_Provided text:_
+ + + + +
When a woman declares she wants to run for president, the games begin. Hon Martha Karua intends to play it full.
When it comes right down to it, Honourable Martha Karua, the MP for Gichugu constituency likes to keep it simple.
Her philosophy, it seems, is what you see is what you get. She will not wear foundation for instance, and brings her
own small box with the barest essentials of make up and instructs our makeup artist on how to use those. “I want
people to know that how I look in this magazine is how I look every day. I do not want to change my look because if
you make me up, then that is not how I will be tomorrow.”
Her practicality is as expected as her sense of humour is surprising, more so when she digs into a Nigerian accent. And when she smiles just so, you can see a small dimple on her right cheek. “Incorporate the dimple,” she jokingly tells our photographer. Quite interesting considering that this is the same woman who has been referred to as Africa’s Iron Lady.
DRUM: First things first, who does your nails and have you ever considered any other colour other than red?
MK: It is done by a woman called Njeri in town. I do it at the same time as I do my hair which is usually once a week. I have tried pink, but red is a colour that blends with everything and anything that I wear. I am a conservative person so red it is.
DRUM: You have talked about vying for president in 2012. What is it that you will bring to the table?
MK: To begin with there would be discipline. For a country it would always be tricky. Do not have exemptions to a certain category of people. Let the law apply to everyone equally. There are no consequences, it is quite clear in Kenya the law applies differently, depending on who you are. That is what has bred impunity, which incidentally is the opposite of rule of law. If you fix the problem of governance because rule of law affects that, you kind of solve half or more of the problems.
It is time that in this country we lean towards politics of issues and not of personalities so that you are not assessing a candidates worth. Money does not lead. It is individuals and parties who lead. Look at the abilities of the team leader because by seeking the highest office, all that one is doing, is saying I would like to be team leader. Do I have that capability? Look at what I have done in the past. I think I have done that not just in water, but in justice.
DRUM: You have been called the Iron Lady of Arica, the only man in Kibaki’s parliament and half the voters are women. Do you feel that you resonate with them?
You ask if I resonate with women? Actually if truth were to be told women are the toughest species on earth even those who are not vocal or do not express themselves publicly. You cannot doubt their inner strength. Bringing up and nurturing children from zero to being on their own, it is only leaders who can do that. I can assure you women are tough. It is just that it has never been recognised. The success of the home is wholly attributed to them. Asking whether I resonate with women because I am strong means that I do, because I am just a woman.
DRUM: How has your experience of motherhood been?
MK: Wonderful. Motherhood changes your life. It is one of the greatest joys of life. Watching children grow is a miracle every day. Especially for those in the early years of motherhood, watching children develop is such an amazing thing: learning to laugh, trying to walk and talk, then the teenage stage where self-expression and individuality is developing.
As parents sometimes we are unable to handle that because you have been used to a child that does exactly what you want. Also, the individual child is now used to their own mind and it is hard to let go. Parenthood is everything. I have two children, a 23-year-old son and a 25-year-old daughter.
DRUM: How supportive have your children been with regard to your political career?
+ + + + +
_Dataset excerpts:_
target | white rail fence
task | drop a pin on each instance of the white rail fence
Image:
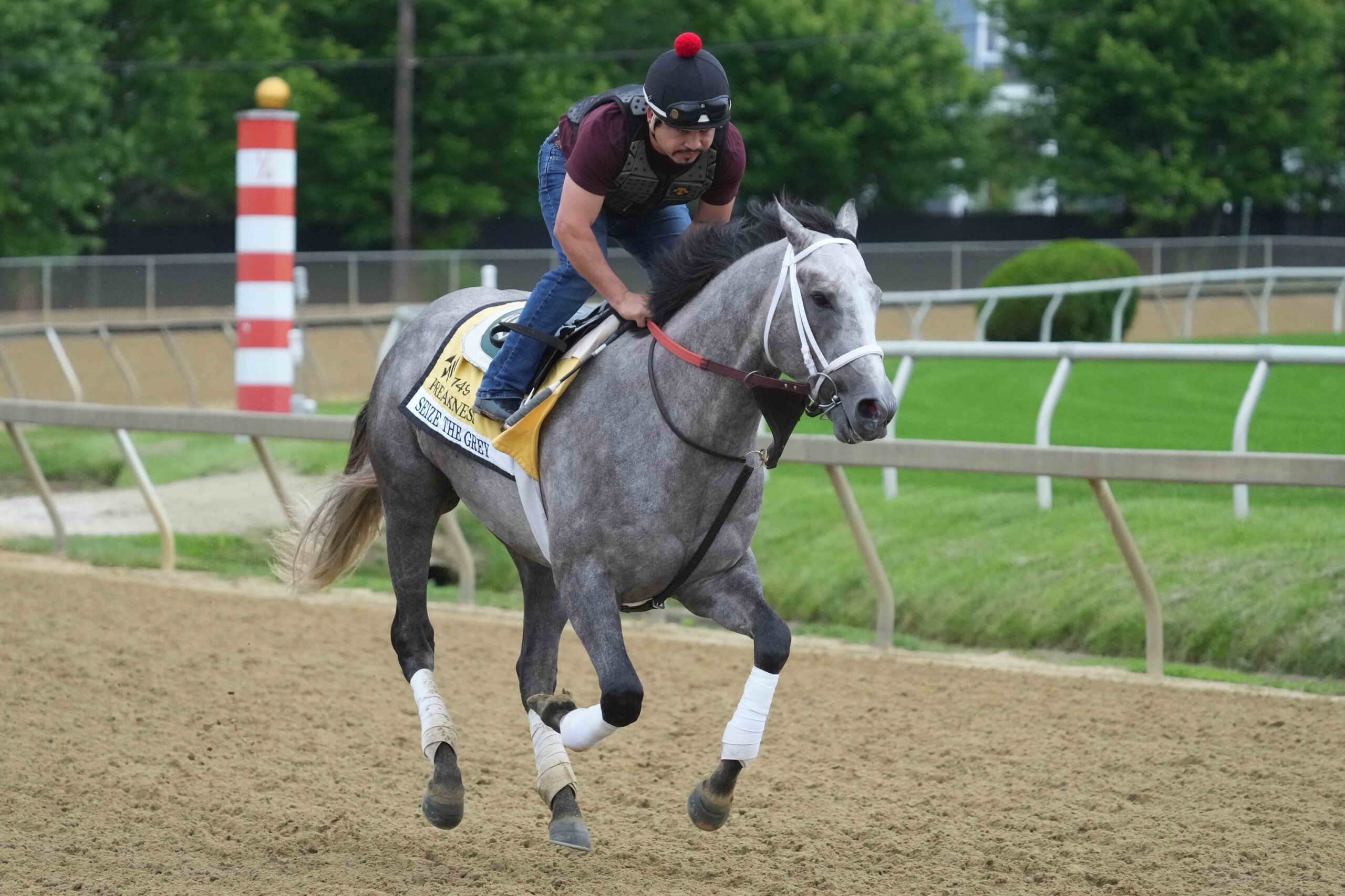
(1067, 353)
(1132, 290)
(159, 282)
(1095, 465)
(167, 330)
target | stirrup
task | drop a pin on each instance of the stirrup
(496, 409)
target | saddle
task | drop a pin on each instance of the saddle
(571, 332)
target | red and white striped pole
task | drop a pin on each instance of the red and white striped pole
(264, 238)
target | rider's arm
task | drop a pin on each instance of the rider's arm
(712, 214)
(573, 231)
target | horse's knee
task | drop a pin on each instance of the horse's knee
(622, 705)
(771, 645)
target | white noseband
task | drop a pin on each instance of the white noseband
(813, 357)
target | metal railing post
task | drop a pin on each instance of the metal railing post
(1044, 415)
(66, 368)
(1242, 425)
(918, 322)
(167, 547)
(1050, 318)
(46, 288)
(1130, 550)
(151, 287)
(1118, 314)
(887, 606)
(183, 368)
(899, 391)
(370, 337)
(1264, 307)
(11, 374)
(268, 465)
(1189, 312)
(121, 363)
(984, 318)
(39, 482)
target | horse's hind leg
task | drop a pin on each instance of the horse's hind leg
(735, 600)
(544, 619)
(415, 495)
(591, 606)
+ + + + +
_Tasks to perform:_
1. From the Martha Karua interview, reproduce the passage between "DRUM: You have been" and "just a woman.", inclusive.
2. Translate this sentence from the Martha Karua interview into Spanish: "Watching children grow is a miracle every day."
3. Carry the Martha Karua interview forward from the point where it stops.

_Outputs in order:_
1.
DRUM: You have been called the Iron Lady of Arica, the only man in Kibaki’s parliament and half the voters are women. Do you feel that you resonate with them?
You ask if I resonate with women? Actually if truth were to be told women are the toughest species on earth even those who are not vocal or do not express themselves publicly. You cannot doubt their inner strength. Bringing up and nurturing children from zero to being on their own, it is only leaders who can do that. I can assure you women are tough. It is just that it has never been recognised. The success of the home is wholly attributed to them. Asking whether I resonate with women because I am strong means that I do, because I am just a woman.

2. Ver crecer a los hijos es un milagro cada día.

3.
MK: My children have grown up with my politics. This is my 19th year. They were toddlers when I went in and have not known their mother doing anything else. They may not always like it especially when they were younger, because it would take me away from them, keeping me busy. But it is not only a politician mother who is busy. Every day life of an every day working woman, even a stay at home mother, means that a mother’s life is always busy. You have to multi-task, whoever you are. Even if you have people helping you, there are things only you can do. And the work of a mother is to multi-task. Professionally, you will be that society person leading a group, and you will still be a mother. It is 24/7.
DRUM: Your children have been kept away from the limelight as well. Is that deliberate?
MK: In as much as I can, I do. It is their choice by the way. They do not want to be out there except when it is totally unavoidable. Also, for quite sometime, they were doing their schooling and had to concentrate on that.
DRUM: You can come across as a tough, almost arrogant, creating the impression that it is your way or the highway. How do you soften that?
MK: What do they mean ‘arrogant’ because everybody has their own self esteem. I think that there are people who think so, and they are not many, (because then I would not get elected, and don’t you wonder how I get elected?). Both men and women elect me. That first answers your question, that I resonate with women. There are those who are not able to handle the me that I am, because if you are a person who challenges the status quo, a woman out there competing, refusing to be intimidated, there are people who cannot handle that, so instead of just letting me be, they will give me all the names, arrogant; iron lady; what if I was a man?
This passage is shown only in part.